**INSTRUCTION A**
Copy word for word the part of the comment on upgrades and addon maintenance that begins at the words "You seem to" and stops after "the new cadence).".

**DOCUMENT EXCERPT**
You seem to suggest that you can address problems quickly by jumping from the (older) version you are on (mentioned 3.12) to the latest minor version that includes some fix (that would now be 3.28 LTS). This is true in a perfect world, where SemVer works fully as intended, but I don't think that's the world we live in. There are addons using private APIs, "hidden" majors have been mentioned above (remember that double re-render assertion?), or you just run into some wild dependency hell. So I think it could be just as painful or even more so to upgrade from 3.0 to 3.28 as compared to a potential upgrade from e.g. 5.0 to 6.0 (under the new cadence).

Again, my recommendation is to do it regularly, in smaller, manageable chunks.

What’s more I fear the universe of community addons we depend on may suffer a similar fate from this proposal, as there becomes an annual tax on compatibility that our graciously moonlighting maintainers may choose to stop paying

As a maintainer of a good dozen or more addons, I can say that yes, maintenance does cost quite some time. Often you wonder where all that time went into, as you haven't really added any new features. This can come from a variety of sources, like updates to other dependencies and whatnot, but of course also from new deprecations. But either your tests are set up to fail on deprecations anyway, or users report them as if they were actual bugs. And so either you do maintenance regularly, to fix them way before a new major will actually drop them, or you don't, in which case your addon is likely to fall behind anyways. So I don't really see much extra burden coming from this RFC.

Photo labels with bounding boxes

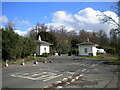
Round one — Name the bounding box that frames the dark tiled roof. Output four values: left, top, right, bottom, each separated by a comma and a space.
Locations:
36, 40, 53, 45
77, 41, 94, 45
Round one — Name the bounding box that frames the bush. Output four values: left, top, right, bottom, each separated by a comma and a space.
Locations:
41, 53, 50, 57
106, 47, 116, 54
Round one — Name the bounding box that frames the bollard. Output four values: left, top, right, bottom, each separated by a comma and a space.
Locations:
34, 61, 38, 64
5, 60, 8, 67
21, 59, 25, 65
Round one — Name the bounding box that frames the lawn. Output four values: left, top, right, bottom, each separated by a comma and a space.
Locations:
0, 56, 45, 66
81, 54, 117, 59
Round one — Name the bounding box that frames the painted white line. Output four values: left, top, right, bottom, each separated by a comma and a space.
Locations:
57, 86, 63, 89
43, 74, 63, 81
56, 81, 62, 84
71, 79, 75, 82
82, 69, 87, 72
80, 73, 84, 77
90, 64, 96, 67
62, 78, 68, 81
75, 76, 80, 80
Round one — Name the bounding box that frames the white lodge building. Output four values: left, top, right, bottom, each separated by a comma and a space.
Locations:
36, 35, 53, 55
77, 39, 104, 56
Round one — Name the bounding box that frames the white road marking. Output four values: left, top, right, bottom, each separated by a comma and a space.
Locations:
11, 72, 63, 81
82, 69, 87, 72
43, 74, 63, 81
90, 64, 96, 67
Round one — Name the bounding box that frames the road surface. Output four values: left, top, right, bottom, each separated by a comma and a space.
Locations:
2, 55, 117, 88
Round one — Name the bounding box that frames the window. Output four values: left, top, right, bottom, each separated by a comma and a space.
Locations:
85, 48, 87, 53
44, 48, 46, 52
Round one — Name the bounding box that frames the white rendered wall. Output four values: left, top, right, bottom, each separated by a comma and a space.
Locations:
92, 46, 97, 56
78, 45, 92, 55
40, 45, 50, 55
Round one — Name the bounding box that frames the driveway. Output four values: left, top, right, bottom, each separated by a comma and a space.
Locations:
3, 55, 118, 88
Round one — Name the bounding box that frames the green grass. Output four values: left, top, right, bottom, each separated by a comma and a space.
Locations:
106, 60, 120, 63
81, 55, 117, 59
0, 56, 45, 66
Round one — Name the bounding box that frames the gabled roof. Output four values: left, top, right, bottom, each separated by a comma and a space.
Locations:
77, 41, 94, 45
36, 40, 53, 45
36, 35, 53, 46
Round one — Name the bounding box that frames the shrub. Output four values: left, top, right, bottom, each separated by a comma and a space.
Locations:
41, 53, 49, 57
106, 47, 116, 54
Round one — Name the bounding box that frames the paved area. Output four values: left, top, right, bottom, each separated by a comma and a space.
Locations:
2, 55, 118, 88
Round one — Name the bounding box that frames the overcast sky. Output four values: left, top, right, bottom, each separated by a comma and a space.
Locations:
0, 2, 118, 36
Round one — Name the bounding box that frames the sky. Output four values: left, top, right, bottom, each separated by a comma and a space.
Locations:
0, 2, 118, 36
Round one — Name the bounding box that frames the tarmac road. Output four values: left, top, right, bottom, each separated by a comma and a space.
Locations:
2, 55, 117, 88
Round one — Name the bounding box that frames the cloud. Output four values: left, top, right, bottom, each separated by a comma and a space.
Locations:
46, 7, 118, 33
12, 17, 31, 26
0, 16, 9, 23
14, 30, 28, 36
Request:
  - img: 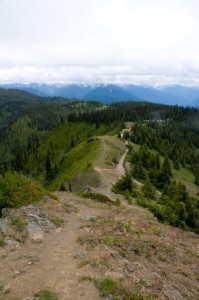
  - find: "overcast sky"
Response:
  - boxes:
[0,0,199,85]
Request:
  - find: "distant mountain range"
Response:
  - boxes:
[0,83,199,107]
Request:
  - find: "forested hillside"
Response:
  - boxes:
[0,91,199,231]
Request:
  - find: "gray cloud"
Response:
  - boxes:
[0,0,199,85]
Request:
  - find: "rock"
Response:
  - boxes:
[3,284,11,294]
[111,252,124,260]
[105,271,123,280]
[81,216,97,222]
[0,219,8,234]
[15,270,21,275]
[74,252,86,259]
[27,220,44,241]
[133,262,146,270]
[5,237,20,248]
[163,284,184,300]
[126,264,135,272]
[1,207,9,217]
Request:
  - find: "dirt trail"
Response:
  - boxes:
[94,133,129,200]
[0,193,99,300]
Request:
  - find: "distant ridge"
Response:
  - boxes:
[0,83,199,107]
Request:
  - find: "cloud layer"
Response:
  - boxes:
[0,0,199,85]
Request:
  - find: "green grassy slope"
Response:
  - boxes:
[48,138,100,191]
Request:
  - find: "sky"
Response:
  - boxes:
[0,0,199,86]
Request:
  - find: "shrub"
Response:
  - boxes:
[0,172,46,209]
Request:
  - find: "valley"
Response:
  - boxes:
[0,91,199,300]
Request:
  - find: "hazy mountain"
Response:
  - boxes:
[84,84,141,103]
[0,83,199,107]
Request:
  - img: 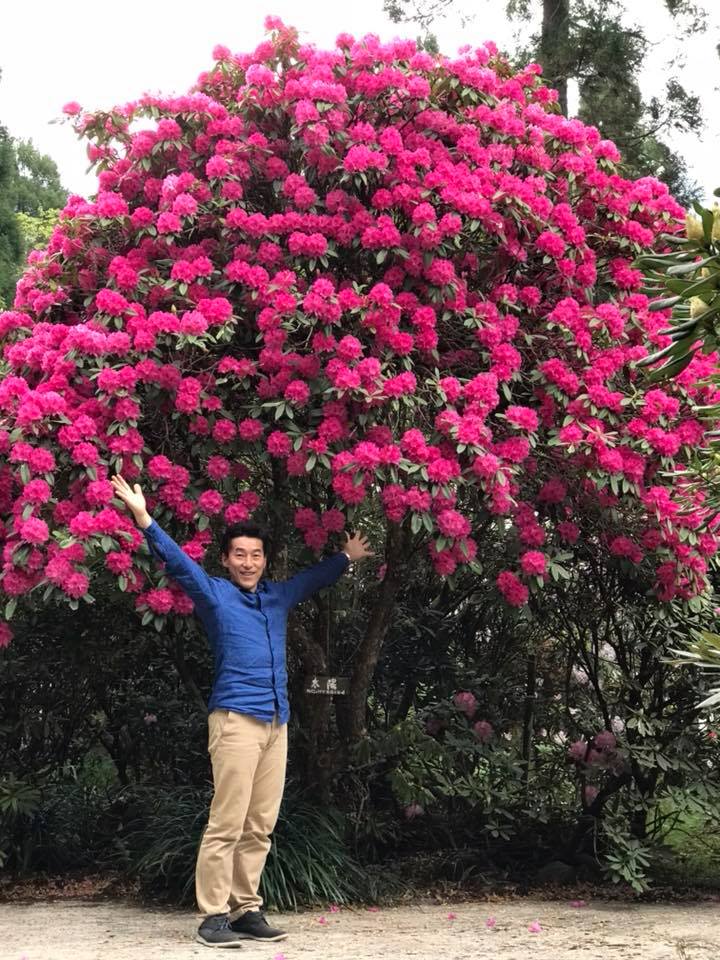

**INSTRUCTION B**
Count the lines in the records that contain the string "distant", treating uppercase and lowercase as different, and reply with the number alone.

**EXERCISE OUTPUT A**
You seem to suggest that you can address problems quickly by jumping from the (older) version you are on (mentioned 3.12) to the latest minor version that includes some fix (that would now be 3.28 LTS). This is true in a perfect world, where SemVer works fully as intended, but I don't think that's the world we live in. There are addons using private APIs, "hidden" majors have been mentioned above (remember that double re-render assertion?), or you just run into some wild dependency hell. So I think it could be just as painful or even more so to upgrade from 3.0 to 3.28 as compared to a potential upgrade from e.g. 5.0 to 6.0 (under the new cadence).

**EXERCISE OUTPUT B**
2